MY BLOG TO PROTEST AGAINST THE ABUSIVE JUSTICE SYSTEM IN THE UK.
My Claim
My Claim was for Loss of Chance Negligence against Counsel who drafted a past Malicious Prosecution (MP) claim on my behalf in 2010. Two elements were in question, charging without probable cause and malice (includes improper motive). Counsel's issued claim only stated 'malice could be inferred from charging without probable cause', which could easily be defeated by case Law.
This MP claim was subject to an application from the CPS to dismiss it for 'no evidence of malice'. So I arranged a conference to inform Counsel of evidence in the CPS disclosures. Although he agreed to add a 'declared motive', he failed to submit or advise submission of this evidence, or amend his Particulars of Claim, leaving a defective claim before the Court. This was later dismissed in 2011 for 'no evidence of malice' with no chance to appeal and cost consequences.

* **Data lines**:
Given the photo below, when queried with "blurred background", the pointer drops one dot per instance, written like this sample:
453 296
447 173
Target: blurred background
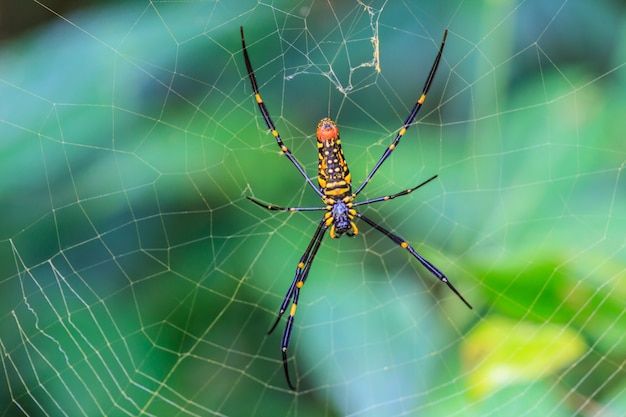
136 278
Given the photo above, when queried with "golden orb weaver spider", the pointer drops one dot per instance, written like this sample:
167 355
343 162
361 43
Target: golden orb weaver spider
335 190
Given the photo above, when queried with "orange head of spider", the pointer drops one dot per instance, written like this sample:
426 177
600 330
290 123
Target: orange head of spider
327 130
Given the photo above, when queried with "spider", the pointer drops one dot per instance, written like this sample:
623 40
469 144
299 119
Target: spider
335 190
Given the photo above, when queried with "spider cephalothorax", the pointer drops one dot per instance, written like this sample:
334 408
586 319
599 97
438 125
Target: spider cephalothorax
335 190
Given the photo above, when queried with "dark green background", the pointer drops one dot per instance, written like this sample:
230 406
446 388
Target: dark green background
136 278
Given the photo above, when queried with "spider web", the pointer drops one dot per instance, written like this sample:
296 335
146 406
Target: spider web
136 278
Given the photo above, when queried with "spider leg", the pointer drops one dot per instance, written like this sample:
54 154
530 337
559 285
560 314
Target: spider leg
409 119
404 244
293 293
391 197
273 207
268 119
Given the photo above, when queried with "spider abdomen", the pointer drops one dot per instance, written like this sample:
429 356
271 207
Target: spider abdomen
333 173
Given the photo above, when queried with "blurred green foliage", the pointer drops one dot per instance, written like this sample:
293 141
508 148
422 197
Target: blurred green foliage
135 275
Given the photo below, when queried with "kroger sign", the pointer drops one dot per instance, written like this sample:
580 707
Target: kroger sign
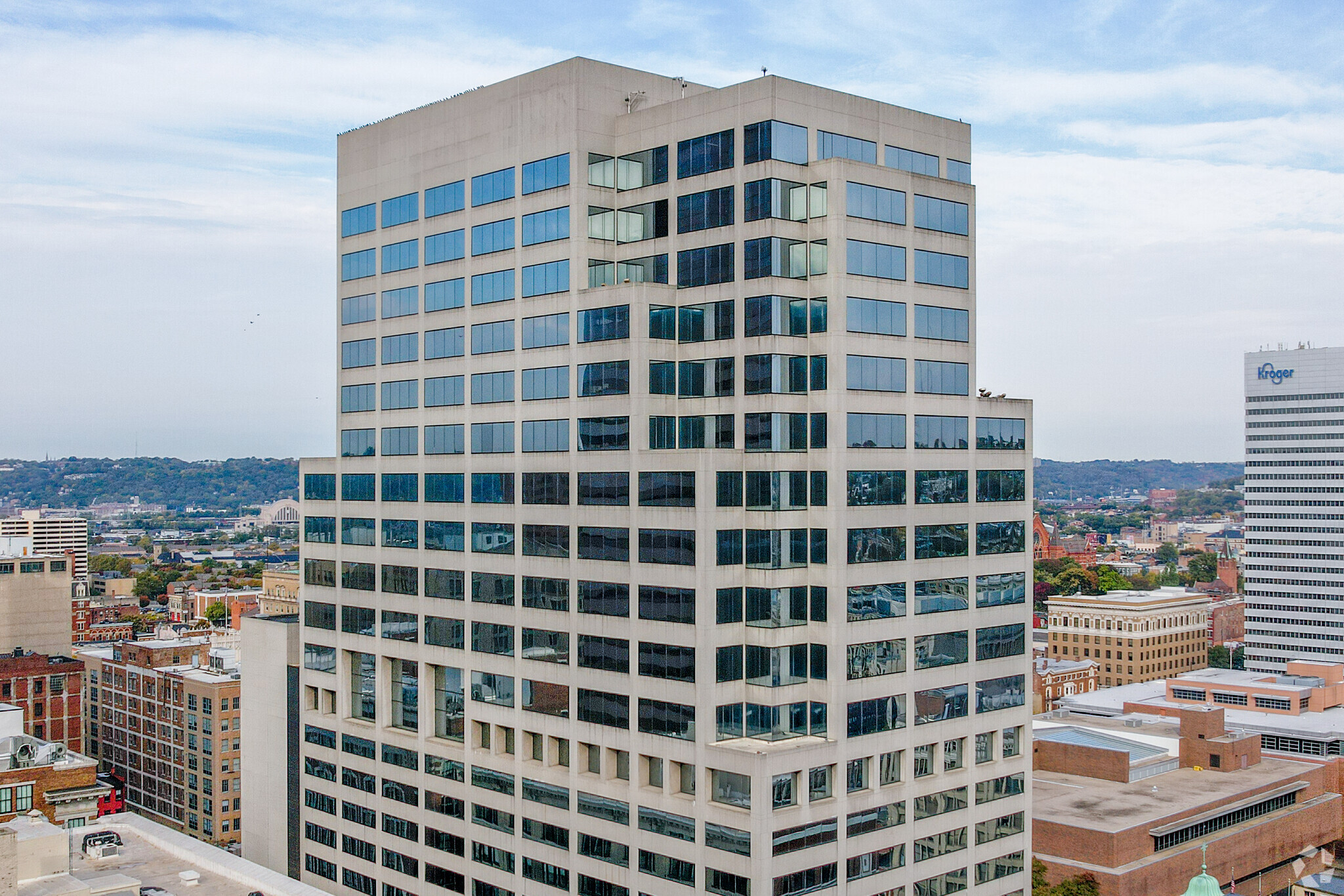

* **Exercise set**:
**1.** According to the blog post about the negligence claim, in what year was the Malicious Prosecution claim dismissed?
**2.** From the listing, pull out every line that contains the string "pointer", matching case exactly.

* **Answers to each task**:
**1.** 2011

**2.**
Given the photo below, when queried with "blurred background", the pointer drops one dot per instance, written like this sample:
Given the photo above, when queried with "golden orb weaver spider", the pointer drops one dot per instance, written like this sample:
Given the photo above, when queried with "orange head of spider", the pointer drops one dot per instance, written like this sample:
Given the photo above, when queried with "spider", the pointer drops one dot per instance, written like this sample:
Given the photo above, when queried with "spider cephalothorax", the pointer drops one dot per instance, written like this sample:
Given the photo above, when queried with "dark green background", the pointer drops one dot per instance, written like this sample:
Given the photo above, when queried with "spider web", the pointer drops one dot per instance, written like this sample:
Given the photo above, when queried with "spider leg", the pointer drops one dot per instance, written like this sample:
Given the photo above, when queried with "spider abdomen", the pointer drops one dot per instance, written like this sample:
Given the photo above, when queried with "blurred green foliage", the pointer drops one dot per instance, written like this sample:
Given the photo below, when queried with "kroger sign", the pointer drops one dot per instance, written like this sample:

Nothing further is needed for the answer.